*EXERCISE PROMPT*.
Please write out exactly the lines that begin at the line containing "Note to the class: identify the black-furred" and run to the end of the records.

*GIVEN RECORDS*.
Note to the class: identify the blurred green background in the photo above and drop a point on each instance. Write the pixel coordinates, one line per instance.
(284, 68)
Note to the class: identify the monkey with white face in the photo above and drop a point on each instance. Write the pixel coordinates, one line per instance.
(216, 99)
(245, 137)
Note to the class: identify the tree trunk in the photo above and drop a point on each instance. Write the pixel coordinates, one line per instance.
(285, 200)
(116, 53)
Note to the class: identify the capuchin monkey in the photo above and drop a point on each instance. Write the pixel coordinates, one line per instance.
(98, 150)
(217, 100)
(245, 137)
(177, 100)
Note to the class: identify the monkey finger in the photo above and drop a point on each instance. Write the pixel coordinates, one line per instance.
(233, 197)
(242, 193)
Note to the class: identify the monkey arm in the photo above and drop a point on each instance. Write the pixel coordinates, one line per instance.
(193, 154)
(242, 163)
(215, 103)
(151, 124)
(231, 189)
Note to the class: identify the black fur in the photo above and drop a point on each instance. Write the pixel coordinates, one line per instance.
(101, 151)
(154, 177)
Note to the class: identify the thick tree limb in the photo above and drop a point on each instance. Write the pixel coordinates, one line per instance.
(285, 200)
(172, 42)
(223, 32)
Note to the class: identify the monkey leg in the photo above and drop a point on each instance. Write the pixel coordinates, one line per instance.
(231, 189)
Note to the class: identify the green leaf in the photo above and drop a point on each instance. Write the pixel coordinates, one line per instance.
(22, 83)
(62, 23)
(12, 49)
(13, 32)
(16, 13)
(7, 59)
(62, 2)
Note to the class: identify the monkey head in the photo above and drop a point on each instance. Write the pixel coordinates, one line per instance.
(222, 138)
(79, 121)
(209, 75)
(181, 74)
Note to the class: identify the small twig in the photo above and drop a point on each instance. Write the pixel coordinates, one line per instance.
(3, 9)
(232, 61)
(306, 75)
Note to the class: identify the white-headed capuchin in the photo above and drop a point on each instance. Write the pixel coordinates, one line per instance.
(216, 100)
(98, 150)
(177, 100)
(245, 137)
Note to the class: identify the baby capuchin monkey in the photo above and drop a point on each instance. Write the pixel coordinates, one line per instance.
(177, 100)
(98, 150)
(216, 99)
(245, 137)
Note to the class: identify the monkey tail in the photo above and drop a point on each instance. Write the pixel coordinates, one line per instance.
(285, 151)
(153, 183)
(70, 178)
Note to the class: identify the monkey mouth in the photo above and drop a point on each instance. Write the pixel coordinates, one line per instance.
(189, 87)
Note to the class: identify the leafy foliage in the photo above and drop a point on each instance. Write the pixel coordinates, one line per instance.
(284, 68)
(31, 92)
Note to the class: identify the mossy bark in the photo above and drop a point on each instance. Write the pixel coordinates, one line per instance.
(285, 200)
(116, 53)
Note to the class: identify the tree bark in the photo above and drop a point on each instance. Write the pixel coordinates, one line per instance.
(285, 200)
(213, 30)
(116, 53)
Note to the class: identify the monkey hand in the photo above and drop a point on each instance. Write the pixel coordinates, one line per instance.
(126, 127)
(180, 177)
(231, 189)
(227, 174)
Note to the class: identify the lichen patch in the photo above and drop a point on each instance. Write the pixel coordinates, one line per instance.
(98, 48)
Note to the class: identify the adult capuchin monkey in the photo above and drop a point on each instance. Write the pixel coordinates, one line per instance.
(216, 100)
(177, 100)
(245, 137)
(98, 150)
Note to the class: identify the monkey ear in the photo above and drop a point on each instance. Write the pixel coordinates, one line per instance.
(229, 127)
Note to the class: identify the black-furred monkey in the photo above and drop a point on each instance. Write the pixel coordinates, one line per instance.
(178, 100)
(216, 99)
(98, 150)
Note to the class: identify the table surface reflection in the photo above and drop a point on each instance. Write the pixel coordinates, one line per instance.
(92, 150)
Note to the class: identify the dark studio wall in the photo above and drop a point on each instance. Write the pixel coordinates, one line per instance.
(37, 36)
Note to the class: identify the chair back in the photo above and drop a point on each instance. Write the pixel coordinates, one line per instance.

*RESULT FOR THIS TASK*.
Note to the class: identify the black-furred monkey in the photo above and drop a point on each instance. Write the pixel coordinates, one line per instance.
(178, 100)
(216, 99)
(98, 150)
Note to the class: identify the table surface reflection in the photo above and drop a point on each instance. Write the pixel coordinates, one line per instance.
(92, 150)
Note to the class: identify the dark studio wall in the photo above and drop a point on each instance. Write the pixel coordinates, one line per instance.
(37, 36)
Note to the class: identify the chair back in the photo above and drop a point on each instance. Write the pixel coordinates, one line per instance.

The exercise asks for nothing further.